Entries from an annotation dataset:
§

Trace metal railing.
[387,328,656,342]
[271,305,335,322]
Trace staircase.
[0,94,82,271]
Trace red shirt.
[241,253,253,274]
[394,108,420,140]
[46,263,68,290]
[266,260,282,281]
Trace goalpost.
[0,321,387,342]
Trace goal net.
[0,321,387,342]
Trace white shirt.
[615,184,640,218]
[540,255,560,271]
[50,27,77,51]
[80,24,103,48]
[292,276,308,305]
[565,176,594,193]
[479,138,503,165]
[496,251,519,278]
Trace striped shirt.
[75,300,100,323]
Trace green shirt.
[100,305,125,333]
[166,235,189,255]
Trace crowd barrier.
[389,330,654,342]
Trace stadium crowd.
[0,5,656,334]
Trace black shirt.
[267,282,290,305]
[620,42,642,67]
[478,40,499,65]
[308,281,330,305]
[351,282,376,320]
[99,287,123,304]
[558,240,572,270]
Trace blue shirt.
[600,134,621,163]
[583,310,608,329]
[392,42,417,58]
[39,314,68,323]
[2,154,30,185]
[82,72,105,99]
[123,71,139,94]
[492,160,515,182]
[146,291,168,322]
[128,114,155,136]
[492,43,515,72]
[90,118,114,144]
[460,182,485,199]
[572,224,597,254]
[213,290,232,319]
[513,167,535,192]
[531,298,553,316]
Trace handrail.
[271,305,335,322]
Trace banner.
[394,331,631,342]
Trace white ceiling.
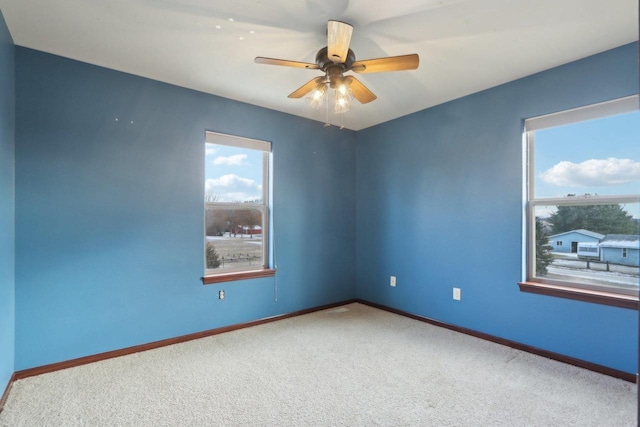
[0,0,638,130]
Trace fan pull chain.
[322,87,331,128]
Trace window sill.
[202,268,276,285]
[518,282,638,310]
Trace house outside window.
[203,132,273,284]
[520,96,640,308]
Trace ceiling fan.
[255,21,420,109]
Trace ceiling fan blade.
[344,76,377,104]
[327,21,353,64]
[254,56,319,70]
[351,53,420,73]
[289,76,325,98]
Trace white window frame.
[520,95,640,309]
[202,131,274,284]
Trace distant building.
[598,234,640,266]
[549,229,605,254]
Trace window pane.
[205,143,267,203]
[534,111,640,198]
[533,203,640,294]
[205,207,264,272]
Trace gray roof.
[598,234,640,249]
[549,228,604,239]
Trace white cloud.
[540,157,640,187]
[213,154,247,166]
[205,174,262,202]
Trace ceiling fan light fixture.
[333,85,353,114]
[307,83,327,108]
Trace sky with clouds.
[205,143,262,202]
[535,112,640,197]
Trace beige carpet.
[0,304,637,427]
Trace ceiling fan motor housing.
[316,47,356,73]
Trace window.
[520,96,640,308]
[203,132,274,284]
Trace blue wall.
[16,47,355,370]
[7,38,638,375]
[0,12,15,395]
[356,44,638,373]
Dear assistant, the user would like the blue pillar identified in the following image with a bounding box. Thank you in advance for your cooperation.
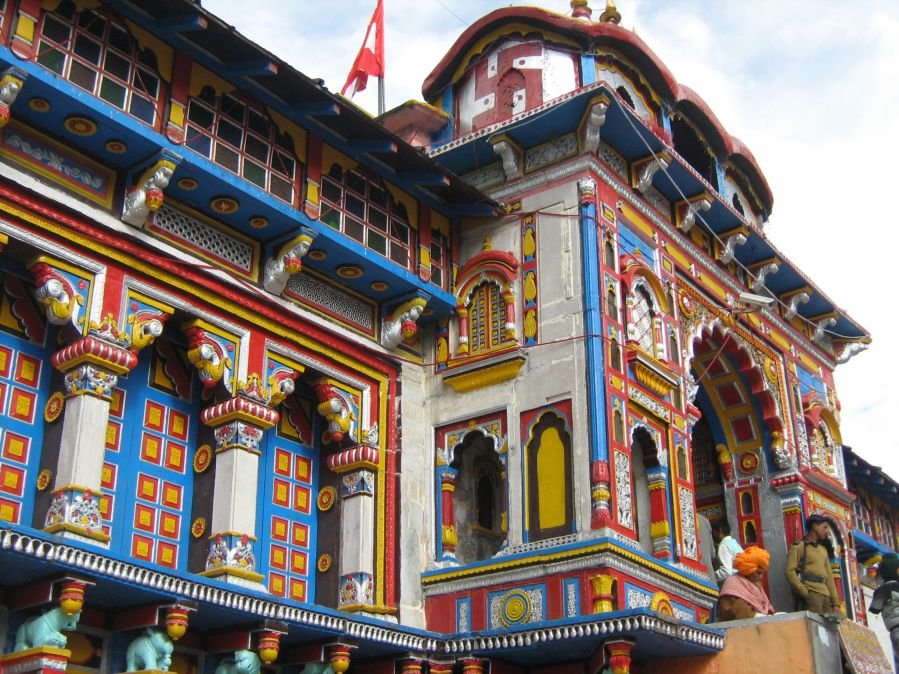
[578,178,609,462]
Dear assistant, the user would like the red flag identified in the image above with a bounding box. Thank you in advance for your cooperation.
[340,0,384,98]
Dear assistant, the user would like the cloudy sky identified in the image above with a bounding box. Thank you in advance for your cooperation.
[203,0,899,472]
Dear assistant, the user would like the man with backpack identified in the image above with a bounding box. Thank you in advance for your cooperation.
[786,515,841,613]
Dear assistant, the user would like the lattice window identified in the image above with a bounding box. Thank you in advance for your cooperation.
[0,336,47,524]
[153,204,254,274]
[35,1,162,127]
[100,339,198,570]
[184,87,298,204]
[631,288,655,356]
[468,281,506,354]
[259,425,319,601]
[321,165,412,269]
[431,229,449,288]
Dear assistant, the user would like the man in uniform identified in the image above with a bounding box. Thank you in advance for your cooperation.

§

→ **YOUR GOAL**:
Copy all of the material above line for line without changing anything, but omit the pictures.

→ **WORKED SOLUTION**:
Trace metal railing.
[387,328,656,342]
[271,305,335,322]
Trace staircase.
[0,94,82,271]
Trace red shirt.
[241,253,253,274]
[394,108,420,140]
[46,263,68,290]
[266,260,282,281]
Trace goalpost.
[0,321,387,342]
Trace goal net.
[0,321,387,342]
Trace white shirt.
[615,184,640,218]
[540,255,560,271]
[50,27,77,51]
[80,24,103,48]
[292,276,308,305]
[565,176,594,193]
[479,138,503,165]
[496,251,519,278]
Trace striped shirt.
[75,300,100,323]
Trace green shirt.
[100,305,125,333]
[166,235,189,255]
Trace crowd barrier.
[389,330,654,342]
Trace stadium crowd.
[0,5,656,334]
Trace black shirt.
[267,282,290,305]
[620,42,642,67]
[478,40,499,65]
[308,281,330,305]
[351,282,376,320]
[99,287,123,304]
[558,240,572,270]
Trace blue shirt.
[600,134,621,163]
[583,310,608,329]
[392,42,417,58]
[39,314,68,323]
[2,154,30,185]
[82,72,105,99]
[123,71,139,94]
[492,160,515,182]
[146,291,168,322]
[128,114,155,136]
[492,43,515,72]
[90,118,114,144]
[460,182,485,199]
[572,224,597,254]
[213,290,232,319]
[513,167,535,192]
[531,298,553,316]
Trace handrail.
[271,305,335,322]
Trace banner.
[394,331,631,342]
Trace white ceiling.
[0,0,638,130]
Trace fan pull chain.
[322,87,331,128]
Trace window sill.
[202,268,276,285]
[518,282,638,310]
Trace house outside window.
[203,132,273,284]
[520,96,640,308]
Trace ceiling fan.
[255,21,420,109]
Trace ceiling fan blade.
[344,76,377,104]
[327,21,353,64]
[254,56,319,70]
[351,53,420,73]
[289,76,325,98]
Trace white window frame.
[520,95,640,309]
[202,131,274,284]
Trace distant building.
[598,234,640,266]
[549,229,605,254]
Trace window pane.
[205,143,267,203]
[534,111,640,198]
[533,203,640,294]
[205,207,264,272]
Trace gray roof.
[598,234,640,249]
[549,228,604,239]
Trace white cloud.
[540,157,640,187]
[213,154,247,166]
[205,174,262,202]
Trace ceiling fan light fixture.
[333,85,353,114]
[307,83,327,108]
Trace sky with clouds.
[205,143,262,202]
[535,112,640,197]
Trace beige carpet.
[0,304,637,427]
Trace ceiling fan motor housing.
[316,47,356,73]
Trace window.
[520,96,640,308]
[203,132,274,284]
Trace blue wall.
[16,47,355,370]
[7,38,638,375]
[0,12,15,395]
[356,44,638,373]
Dear assistant, the user would like the blue pillar identified in the following image with a bounding box. Thank you in advance for your cooperation.
[578,178,609,462]
Dear assistant, the user would like the red flag identified in the image above with a bounding box. Thank you in advance for your cooperation.
[340,0,384,98]
Dear assistant, the user would like the cloudy sky identified in the image above with a bounding box. Thank you in advance for your cooperation.
[203,0,899,472]
Dear assistant, the user would like the man with backpack identified in the image above with a bounding box. Thank you in advance for your cooperation.
[786,515,841,613]
Dear assistant, the user would like the lattice window identified in the image above with a bounding box. Thank you in advance for your cooperation.
[0,336,47,524]
[153,204,254,274]
[35,1,162,127]
[100,339,198,570]
[184,87,298,204]
[631,288,655,356]
[468,281,506,354]
[259,425,319,601]
[321,165,412,269]
[431,229,449,288]
Dear assistant, the user would like the man in uniform identified in the image above with a bounding box. Thank you in advance for your cooperation.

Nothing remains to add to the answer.